Page extract:
Get Check Alerts

Overview

This endpoint returns all alerts that have been triggered by a specific check. This is useful for analyzing the alert history and patterns for individual checks to understand their reliability and performance trends.

Response Example

{
  "data": [
    {
      "id": "alert_789123456",
      "checkId": "check_api_health",
      "checkName": "Production API Health Check",
      "checkType": "api",
      "alertType": "check_failure",
      "severity": "critical",
      "status": "resolved",
      "message": "Check failed: HTTP 500 Internal Server Error",
      "triggeredAt": "2024-01-25T14:30:00.000Z",
      "resolvedAt": "2024-01-25T14:45:00.000Z",
      "duration": 900000,
      "location": {
        "id": "us-east-1",
        "name": "N. Virginia, USA"
      },
      "checkResult": {
        "id": "result_123456789",
        "responseTime": 5240,
        "statusCode": 500,
        "error": "Internal Server Error",
        "url": "https://api.production.com/health",
        "headers": {
          "content-type": "application/json",
          "server": "nginx/1.18.0"
        },
        "body": "{\"error\": \"Database connection failed\"}"
      },
      "alertChannel": {
        "id": "channel_email_prod",
        "name": "Production Team Email",
        "type": "email",
        "target": "prod-team@example.com"
      },
      "escalationLevel": 2,
      "acknowledgedBy": {
        "id": "user_456",
        "name": "Sarah DevOps",
        "email": "sarah@example.com"

Listed entries:
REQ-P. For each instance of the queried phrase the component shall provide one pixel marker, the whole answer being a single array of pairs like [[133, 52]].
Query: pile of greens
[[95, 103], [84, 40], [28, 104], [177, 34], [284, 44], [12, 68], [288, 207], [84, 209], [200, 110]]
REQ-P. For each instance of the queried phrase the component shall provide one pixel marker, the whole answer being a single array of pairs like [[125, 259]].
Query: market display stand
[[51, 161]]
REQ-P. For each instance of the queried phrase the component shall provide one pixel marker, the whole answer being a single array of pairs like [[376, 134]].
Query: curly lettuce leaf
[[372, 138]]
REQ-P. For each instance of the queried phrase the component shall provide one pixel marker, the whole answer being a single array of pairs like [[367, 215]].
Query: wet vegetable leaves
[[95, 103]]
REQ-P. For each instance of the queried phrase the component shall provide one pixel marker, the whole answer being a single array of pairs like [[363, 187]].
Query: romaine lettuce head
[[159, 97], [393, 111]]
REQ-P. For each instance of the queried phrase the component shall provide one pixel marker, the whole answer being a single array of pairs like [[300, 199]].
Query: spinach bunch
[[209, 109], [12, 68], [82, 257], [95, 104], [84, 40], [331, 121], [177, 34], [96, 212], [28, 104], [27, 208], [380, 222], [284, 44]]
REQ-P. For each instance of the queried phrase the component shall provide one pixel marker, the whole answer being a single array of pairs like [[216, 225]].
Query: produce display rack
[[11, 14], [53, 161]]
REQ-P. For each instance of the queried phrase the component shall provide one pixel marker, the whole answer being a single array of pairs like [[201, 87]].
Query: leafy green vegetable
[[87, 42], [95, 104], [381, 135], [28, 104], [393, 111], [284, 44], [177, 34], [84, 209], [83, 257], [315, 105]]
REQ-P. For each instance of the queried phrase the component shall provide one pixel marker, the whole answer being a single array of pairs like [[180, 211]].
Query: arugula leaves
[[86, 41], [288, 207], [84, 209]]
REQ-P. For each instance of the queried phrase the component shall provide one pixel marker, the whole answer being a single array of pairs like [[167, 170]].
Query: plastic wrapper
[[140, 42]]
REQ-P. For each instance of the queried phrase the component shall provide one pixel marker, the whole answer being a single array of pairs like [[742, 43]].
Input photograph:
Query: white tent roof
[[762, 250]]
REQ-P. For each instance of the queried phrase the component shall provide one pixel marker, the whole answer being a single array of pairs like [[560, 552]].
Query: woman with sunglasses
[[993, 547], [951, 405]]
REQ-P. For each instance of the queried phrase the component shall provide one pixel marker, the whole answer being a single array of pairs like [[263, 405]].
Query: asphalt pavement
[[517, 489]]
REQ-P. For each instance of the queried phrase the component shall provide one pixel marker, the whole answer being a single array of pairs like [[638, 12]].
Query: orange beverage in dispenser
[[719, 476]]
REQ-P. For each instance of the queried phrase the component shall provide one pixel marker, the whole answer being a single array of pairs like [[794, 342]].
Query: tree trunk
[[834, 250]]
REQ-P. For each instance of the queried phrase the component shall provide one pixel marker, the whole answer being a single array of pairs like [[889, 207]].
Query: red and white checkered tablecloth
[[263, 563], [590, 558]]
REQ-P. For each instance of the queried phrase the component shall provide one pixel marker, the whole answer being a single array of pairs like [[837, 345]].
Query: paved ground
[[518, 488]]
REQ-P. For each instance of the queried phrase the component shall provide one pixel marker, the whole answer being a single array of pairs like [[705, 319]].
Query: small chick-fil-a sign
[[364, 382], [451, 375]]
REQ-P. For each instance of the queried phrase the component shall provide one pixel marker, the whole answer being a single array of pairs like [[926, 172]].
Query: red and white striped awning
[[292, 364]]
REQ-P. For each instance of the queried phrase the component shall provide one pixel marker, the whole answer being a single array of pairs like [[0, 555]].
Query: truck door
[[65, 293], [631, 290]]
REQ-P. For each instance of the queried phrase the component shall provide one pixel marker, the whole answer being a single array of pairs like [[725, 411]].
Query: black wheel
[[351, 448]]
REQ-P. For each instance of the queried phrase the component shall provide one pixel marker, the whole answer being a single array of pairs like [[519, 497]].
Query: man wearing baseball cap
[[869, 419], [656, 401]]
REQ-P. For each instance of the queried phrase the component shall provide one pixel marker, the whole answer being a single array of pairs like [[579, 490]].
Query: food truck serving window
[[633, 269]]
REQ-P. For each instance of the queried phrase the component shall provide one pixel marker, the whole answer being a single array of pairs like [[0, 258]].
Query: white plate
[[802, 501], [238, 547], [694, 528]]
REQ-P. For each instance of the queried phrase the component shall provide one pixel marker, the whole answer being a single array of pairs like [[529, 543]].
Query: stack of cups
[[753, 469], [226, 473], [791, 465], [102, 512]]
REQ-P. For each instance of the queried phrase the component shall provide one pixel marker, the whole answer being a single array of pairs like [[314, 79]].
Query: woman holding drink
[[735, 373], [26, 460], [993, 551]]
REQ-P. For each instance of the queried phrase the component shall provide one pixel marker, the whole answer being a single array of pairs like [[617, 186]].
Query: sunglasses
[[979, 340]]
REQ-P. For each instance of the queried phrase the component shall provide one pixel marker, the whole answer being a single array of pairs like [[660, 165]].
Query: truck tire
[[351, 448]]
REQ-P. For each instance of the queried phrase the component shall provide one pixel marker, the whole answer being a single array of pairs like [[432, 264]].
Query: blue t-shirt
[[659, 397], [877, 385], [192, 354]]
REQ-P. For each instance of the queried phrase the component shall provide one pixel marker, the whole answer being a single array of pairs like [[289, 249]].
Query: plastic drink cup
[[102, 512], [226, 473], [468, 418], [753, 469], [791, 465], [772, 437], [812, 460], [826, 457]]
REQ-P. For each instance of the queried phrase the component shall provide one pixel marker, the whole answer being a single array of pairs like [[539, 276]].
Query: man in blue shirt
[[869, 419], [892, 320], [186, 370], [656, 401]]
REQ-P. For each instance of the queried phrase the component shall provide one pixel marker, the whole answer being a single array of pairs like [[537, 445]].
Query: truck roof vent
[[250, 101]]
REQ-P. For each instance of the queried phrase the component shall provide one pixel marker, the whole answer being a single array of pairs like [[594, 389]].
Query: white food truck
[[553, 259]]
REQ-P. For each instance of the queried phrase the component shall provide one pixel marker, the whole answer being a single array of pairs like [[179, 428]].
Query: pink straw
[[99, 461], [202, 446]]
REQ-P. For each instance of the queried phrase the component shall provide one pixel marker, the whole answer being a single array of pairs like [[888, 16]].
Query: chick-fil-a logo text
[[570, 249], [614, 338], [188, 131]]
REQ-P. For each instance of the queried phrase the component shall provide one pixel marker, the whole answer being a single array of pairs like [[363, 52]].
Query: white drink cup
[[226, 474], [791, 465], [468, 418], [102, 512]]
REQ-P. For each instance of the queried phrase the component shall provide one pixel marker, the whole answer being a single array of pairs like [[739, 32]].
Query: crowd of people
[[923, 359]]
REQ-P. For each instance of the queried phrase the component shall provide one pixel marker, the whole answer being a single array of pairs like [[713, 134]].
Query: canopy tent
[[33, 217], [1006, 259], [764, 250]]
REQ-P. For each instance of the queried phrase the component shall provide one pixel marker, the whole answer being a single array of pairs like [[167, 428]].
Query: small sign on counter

Problem statement:
From the Get Check Alerts page:
(a) What does the endpoint return?
(b) What severity does the alert in the response example have?
(c) What is the name of the alert channel in the response example?
Answer from the text alone, not from the records.

Solved problem:
(a) All alerts that have been triggered by a specific check.
(b) Critical.
(c) Production Team Email.